Exercise ▸ Where an entry contains a picture, skip the picture and write out everything else exactly.
(Beginning of Material for the task)
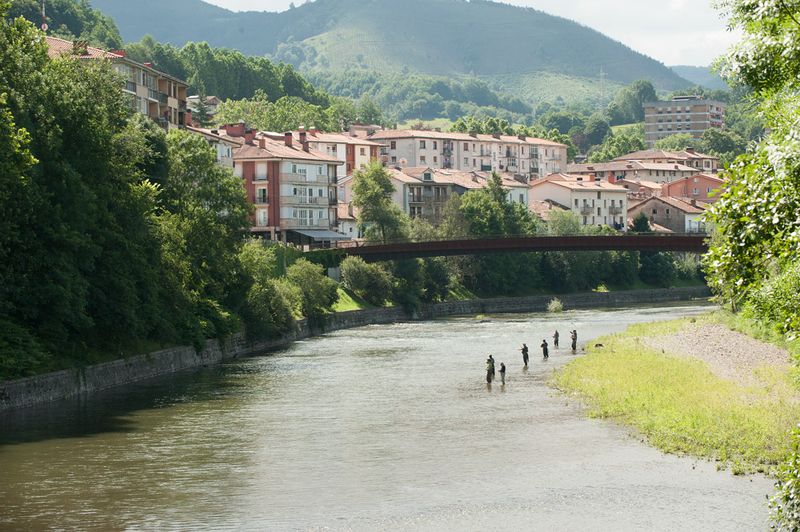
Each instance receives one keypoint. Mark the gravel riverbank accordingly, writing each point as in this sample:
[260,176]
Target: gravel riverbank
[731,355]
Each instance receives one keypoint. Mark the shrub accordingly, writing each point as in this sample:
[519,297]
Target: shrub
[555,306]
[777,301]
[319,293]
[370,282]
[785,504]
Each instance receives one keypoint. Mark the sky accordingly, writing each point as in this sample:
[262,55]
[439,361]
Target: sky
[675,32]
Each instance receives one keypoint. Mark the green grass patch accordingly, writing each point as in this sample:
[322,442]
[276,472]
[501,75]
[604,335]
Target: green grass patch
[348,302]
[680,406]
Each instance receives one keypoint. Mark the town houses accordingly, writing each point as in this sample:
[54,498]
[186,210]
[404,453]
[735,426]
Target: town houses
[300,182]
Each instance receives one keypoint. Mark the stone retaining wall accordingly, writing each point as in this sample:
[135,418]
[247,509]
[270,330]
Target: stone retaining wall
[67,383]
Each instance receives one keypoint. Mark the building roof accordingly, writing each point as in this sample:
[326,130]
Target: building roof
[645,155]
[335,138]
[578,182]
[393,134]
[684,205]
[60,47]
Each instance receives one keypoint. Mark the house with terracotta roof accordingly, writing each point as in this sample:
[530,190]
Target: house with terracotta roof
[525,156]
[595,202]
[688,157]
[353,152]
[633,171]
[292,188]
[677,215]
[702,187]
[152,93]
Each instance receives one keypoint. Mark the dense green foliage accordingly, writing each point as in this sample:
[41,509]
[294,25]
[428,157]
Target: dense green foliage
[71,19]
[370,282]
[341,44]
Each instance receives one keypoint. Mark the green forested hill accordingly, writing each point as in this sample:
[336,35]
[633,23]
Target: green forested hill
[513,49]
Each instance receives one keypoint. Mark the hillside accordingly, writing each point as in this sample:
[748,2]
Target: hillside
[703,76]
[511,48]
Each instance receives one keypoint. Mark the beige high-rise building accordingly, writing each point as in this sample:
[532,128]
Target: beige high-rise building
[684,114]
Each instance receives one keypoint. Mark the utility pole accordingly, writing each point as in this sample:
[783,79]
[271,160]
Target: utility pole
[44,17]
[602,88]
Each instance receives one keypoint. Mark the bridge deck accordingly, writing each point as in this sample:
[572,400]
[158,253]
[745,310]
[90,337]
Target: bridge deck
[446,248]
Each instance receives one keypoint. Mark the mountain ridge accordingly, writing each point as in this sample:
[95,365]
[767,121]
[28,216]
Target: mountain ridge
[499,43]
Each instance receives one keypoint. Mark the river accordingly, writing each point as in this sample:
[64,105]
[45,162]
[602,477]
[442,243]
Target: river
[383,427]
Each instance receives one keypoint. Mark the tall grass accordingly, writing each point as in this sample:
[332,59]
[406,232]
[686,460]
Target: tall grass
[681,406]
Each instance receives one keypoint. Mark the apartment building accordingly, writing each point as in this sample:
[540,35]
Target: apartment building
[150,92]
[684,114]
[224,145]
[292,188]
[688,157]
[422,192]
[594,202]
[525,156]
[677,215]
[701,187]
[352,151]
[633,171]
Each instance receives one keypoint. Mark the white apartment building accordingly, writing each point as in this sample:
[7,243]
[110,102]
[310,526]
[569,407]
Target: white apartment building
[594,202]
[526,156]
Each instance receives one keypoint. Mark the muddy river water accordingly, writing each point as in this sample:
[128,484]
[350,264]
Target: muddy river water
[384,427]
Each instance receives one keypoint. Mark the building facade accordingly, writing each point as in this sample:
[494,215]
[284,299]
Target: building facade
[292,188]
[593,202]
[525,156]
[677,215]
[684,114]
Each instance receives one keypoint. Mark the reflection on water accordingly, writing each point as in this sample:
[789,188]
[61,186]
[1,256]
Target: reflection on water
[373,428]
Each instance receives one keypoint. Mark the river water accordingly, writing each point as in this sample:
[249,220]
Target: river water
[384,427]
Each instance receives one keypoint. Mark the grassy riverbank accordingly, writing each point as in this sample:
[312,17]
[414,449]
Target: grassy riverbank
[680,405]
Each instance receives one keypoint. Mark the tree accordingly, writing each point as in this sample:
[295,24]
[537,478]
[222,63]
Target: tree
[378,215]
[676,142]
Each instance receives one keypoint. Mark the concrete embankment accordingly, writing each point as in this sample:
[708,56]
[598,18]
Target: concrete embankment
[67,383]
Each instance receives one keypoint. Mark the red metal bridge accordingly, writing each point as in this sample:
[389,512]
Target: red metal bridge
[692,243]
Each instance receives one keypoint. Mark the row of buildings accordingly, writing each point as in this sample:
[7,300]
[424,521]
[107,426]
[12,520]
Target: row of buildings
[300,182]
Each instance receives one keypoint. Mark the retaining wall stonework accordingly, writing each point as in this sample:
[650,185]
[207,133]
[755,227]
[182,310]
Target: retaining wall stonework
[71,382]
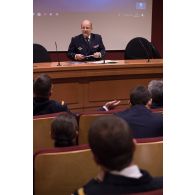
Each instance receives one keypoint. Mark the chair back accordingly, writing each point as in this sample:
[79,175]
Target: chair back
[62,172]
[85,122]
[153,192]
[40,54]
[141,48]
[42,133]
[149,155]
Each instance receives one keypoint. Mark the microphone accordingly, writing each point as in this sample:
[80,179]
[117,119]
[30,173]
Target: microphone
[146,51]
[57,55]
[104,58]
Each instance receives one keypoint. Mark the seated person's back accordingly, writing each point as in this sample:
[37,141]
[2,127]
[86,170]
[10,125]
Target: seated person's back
(End of Material for the task)
Answer space ▸
Each instance receives one keypoint. Mark the gravel riverbank accordingly, writing each point as in this sample:
[260,176]
Target: gravel riverbank
[731,355]
Each instance receives one keypoint. Mark the shrub accordingly, writing each point as in this sample:
[519,297]
Target: shrub
[555,306]
[777,301]
[319,293]
[370,282]
[785,504]
Each instance receives one keypoint. Mark the sky accordingly, writing each point as in this sample:
[262,55]
[439,361]
Target: sky
[675,32]
Each instance receives one keypoint. Mark the green grass patch accordingly, writing each point as in this sample:
[322,442]
[276,472]
[501,75]
[604,335]
Target: green grass patch
[348,302]
[680,406]
Each instance receives one keypoint. Mark the town houses accordingly, writing each point as in this sample:
[54,498]
[186,210]
[404,453]
[735,426]
Target: town houses
[300,182]
Each instance receives one keypoint. Mark the stone retaining wall accordingly, writing each point as in this sample:
[135,418]
[247,509]
[270,330]
Target: stone retaining wall
[67,383]
Each instance receives one keypoint. Mark the building roof accordingly, writing each point as in this sample:
[326,130]
Target: building roof
[645,155]
[335,138]
[578,182]
[393,134]
[684,205]
[60,47]
Each instance receives one keypoint. Mark the house with terracotta roof accordingly, writing each point as in this sample:
[530,190]
Target: house with terracotta roof
[525,156]
[595,202]
[688,157]
[353,152]
[633,171]
[292,188]
[677,215]
[702,187]
[152,93]
Each instance receives one keypoint. Mark the dense green foliage accordingly, writing each point as in this sample:
[41,509]
[294,25]
[428,157]
Target: dense green foliage
[71,19]
[370,282]
[341,44]
Each instance receives one keypoint. Mark the green forested hill accordingly, writing each point as in this sample:
[336,35]
[633,23]
Target: green forested hill
[513,49]
Each instance receives one keypoint. Mark the hillside accordingly, writing each point as in this sample:
[748,2]
Target: hillside
[703,76]
[511,48]
Each instance receives one keypoint. Mark the beige high-rise building accordingly, writing each point as in this sample:
[532,128]
Target: beige high-rise building
[684,114]
Each instance receives one keypoint. Mark the utility pole accordingly, writing each point as in this sample:
[783,79]
[271,160]
Target: utility pole
[44,17]
[602,88]
Each instance receives one keypoint. Mark the bridge deck accordingly, writing each point as in this sample:
[572,400]
[158,253]
[745,310]
[90,337]
Target: bridge deck
[446,248]
Each instance receives one keypoint. Mark the mountain ridge accordingly, writing each point as in this sample:
[95,365]
[767,121]
[28,216]
Target: mountain ridge
[499,43]
Each instance receives one keypoint. Mark the river accordingly, writing each point as in this sample:
[64,105]
[45,162]
[602,477]
[442,243]
Target: river
[383,427]
Each instance receives one keypoint. Mark the tall grass accordingly, writing each point as in this sample:
[332,59]
[406,232]
[686,460]
Target: tall grass
[681,406]
Each instance receives one keypoint. Mark the apartment building accordingly, writing each point as in this sample:
[540,35]
Target: apartment building
[150,92]
[684,114]
[224,145]
[292,188]
[688,157]
[422,192]
[594,202]
[525,156]
[677,215]
[701,187]
[352,151]
[633,171]
Each instance receives one keypoint. Mark the white apartment building accordingly, writing each point as in this sample:
[7,243]
[110,102]
[310,526]
[569,407]
Target: white apartment building
[594,202]
[526,156]
Each instance receives one keypoint. Mark the muddy river water accordingly, writing each point as in this sample:
[128,484]
[350,264]
Target: muddy river water
[384,427]
Each instance receives one keypoint. Mark the building facade accordingly, writing each point as in this sample:
[494,215]
[284,299]
Target: building facade
[292,188]
[593,202]
[525,156]
[677,215]
[684,114]
Each instance receives one keypoint. Mark the reflection on water accordingly, writing each point as in this sample:
[789,188]
[61,186]
[1,256]
Target: reflection on water
[373,428]
Each instance receives one keypoint. Mark the river water accordingly, writing each point as in this sample:
[249,220]
Target: river water
[384,427]
Each instance receives one keypoint. Mark the grassy riverbank accordingly, writing each point as in this sample:
[312,17]
[414,449]
Target: grassy riverbank
[680,405]
Each instance receives one keypoint. Mark the tree accordingly, writing each point as in this sample:
[295,24]
[537,478]
[222,63]
Target: tree
[378,215]
[676,142]
Each instance receives one keypoint. Mark the concrete embankment accordingly, writing each point as in this sample:
[708,56]
[598,18]
Target: concrete embankment
[67,383]
Each instance receives one keypoint. Mark the red metal bridge accordingly, writing each point as in this sample:
[389,512]
Target: red metal bridge
[692,243]
Each instance receives one keypoint. Mark the row of buildings accordingly, writing each point as in this sample:
[7,300]
[424,521]
[107,426]
[12,520]
Target: row of buildings
[300,182]
Each instance receives one keypoint. Mark the retaining wall stonework accordingly, writing each point as in this sample:
[650,185]
[207,133]
[755,227]
[182,310]
Target: retaining wall stonework
[71,382]
Each instance receives one keypoint. Mark the chair back accordingly, writing each point as in this sample:
[79,175]
Target: chair back
[62,172]
[85,122]
[153,192]
[40,54]
[141,48]
[42,133]
[149,155]
Each instance receives one keypoint. Mark the microphone accordingly, writing each point as in this sample:
[80,179]
[117,119]
[30,173]
Target: microphone
[146,51]
[57,55]
[104,58]
Each instance receives one keypoint. Mark the seated person's back accordingly, writing each point as in this sample:
[37,141]
[2,127]
[86,170]
[10,125]
Target: seated person's back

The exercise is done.